##### DATASET RECORDS
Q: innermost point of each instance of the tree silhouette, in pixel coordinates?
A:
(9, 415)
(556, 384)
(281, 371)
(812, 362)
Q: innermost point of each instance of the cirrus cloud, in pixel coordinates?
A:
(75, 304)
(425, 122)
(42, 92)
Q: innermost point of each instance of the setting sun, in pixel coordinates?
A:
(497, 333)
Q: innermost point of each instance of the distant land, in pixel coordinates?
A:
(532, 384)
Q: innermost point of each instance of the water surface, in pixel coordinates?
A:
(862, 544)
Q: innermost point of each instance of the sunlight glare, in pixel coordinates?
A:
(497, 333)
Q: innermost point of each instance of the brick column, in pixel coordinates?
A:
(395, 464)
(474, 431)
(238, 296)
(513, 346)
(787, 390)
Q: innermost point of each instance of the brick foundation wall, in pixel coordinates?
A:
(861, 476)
##########
##### DATASET RECORDS
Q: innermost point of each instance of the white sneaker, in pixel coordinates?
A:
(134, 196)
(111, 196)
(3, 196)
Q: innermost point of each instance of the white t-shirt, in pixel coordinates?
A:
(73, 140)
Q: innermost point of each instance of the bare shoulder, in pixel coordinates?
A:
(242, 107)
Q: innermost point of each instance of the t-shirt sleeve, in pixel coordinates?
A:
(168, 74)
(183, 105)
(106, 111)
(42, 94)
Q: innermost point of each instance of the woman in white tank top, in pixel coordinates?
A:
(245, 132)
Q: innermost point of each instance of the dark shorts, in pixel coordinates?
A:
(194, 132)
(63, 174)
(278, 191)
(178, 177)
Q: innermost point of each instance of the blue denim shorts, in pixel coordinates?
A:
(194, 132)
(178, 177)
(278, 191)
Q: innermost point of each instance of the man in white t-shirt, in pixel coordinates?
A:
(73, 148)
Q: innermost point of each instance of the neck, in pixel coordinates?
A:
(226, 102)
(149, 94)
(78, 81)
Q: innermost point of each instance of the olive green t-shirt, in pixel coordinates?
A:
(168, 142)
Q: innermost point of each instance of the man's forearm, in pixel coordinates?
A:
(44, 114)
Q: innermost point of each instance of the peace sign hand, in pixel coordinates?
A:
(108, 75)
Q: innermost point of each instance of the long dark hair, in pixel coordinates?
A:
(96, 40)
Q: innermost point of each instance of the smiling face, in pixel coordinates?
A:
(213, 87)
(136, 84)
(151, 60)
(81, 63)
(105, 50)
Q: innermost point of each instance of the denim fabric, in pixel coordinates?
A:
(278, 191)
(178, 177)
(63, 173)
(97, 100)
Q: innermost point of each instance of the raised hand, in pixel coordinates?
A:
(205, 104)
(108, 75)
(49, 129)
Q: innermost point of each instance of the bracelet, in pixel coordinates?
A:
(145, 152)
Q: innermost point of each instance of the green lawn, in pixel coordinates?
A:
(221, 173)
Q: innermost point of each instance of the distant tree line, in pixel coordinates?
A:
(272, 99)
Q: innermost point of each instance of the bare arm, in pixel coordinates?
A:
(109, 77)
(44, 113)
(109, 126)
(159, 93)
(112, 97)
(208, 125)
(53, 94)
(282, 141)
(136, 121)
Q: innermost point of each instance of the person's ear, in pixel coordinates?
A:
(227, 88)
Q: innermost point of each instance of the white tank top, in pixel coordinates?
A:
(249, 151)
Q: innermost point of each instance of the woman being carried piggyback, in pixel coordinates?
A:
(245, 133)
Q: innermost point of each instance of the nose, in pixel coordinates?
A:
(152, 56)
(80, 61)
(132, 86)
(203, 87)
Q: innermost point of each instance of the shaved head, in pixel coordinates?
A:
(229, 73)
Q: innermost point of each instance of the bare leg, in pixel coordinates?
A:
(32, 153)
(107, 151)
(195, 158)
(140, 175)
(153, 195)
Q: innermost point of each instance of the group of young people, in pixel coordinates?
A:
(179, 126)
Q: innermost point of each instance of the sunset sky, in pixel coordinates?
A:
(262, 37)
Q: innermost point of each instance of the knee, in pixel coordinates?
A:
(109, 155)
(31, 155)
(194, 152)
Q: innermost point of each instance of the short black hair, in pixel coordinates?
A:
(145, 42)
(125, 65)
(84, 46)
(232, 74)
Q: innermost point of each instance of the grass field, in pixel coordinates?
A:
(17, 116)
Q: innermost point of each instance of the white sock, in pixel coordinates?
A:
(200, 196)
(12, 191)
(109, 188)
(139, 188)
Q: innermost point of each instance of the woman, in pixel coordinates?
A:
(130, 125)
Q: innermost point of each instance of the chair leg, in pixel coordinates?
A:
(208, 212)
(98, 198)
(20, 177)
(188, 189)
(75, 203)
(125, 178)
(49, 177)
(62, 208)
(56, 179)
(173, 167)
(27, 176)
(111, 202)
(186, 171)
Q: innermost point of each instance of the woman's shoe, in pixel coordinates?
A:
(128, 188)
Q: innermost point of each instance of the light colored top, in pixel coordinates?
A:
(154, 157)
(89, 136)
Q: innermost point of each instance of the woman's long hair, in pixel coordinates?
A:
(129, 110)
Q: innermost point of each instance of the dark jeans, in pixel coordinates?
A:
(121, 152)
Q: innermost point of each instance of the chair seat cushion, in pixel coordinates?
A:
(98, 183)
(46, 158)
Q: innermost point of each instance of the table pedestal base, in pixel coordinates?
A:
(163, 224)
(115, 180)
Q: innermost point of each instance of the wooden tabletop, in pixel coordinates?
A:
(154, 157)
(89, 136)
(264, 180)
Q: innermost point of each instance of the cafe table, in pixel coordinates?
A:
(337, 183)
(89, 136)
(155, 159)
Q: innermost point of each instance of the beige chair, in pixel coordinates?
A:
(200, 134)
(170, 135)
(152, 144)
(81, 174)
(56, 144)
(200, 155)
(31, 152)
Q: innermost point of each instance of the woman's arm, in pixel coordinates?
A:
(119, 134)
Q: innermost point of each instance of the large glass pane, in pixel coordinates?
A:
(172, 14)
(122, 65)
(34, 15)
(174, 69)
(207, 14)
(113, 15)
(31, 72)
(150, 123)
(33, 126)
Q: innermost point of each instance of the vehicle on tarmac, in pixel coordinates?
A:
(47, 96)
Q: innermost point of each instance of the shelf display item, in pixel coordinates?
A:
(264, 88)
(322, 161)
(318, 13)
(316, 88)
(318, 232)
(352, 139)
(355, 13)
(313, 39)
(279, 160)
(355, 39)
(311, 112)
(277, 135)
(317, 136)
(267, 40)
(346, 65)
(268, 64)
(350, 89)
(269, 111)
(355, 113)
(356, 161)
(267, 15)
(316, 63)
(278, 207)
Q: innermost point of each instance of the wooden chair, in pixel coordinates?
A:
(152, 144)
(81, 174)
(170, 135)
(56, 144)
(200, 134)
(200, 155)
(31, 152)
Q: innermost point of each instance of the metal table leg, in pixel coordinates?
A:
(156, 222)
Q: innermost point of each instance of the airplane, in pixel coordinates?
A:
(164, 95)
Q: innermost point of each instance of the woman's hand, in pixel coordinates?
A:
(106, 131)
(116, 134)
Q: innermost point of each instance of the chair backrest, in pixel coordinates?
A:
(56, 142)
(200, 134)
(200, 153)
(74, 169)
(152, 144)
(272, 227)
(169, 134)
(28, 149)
##########
• _WHAT TO WORK ON_: State how many lines of the records above contain "dark", with no words besides the number.

• _TASK ANSWER_: 3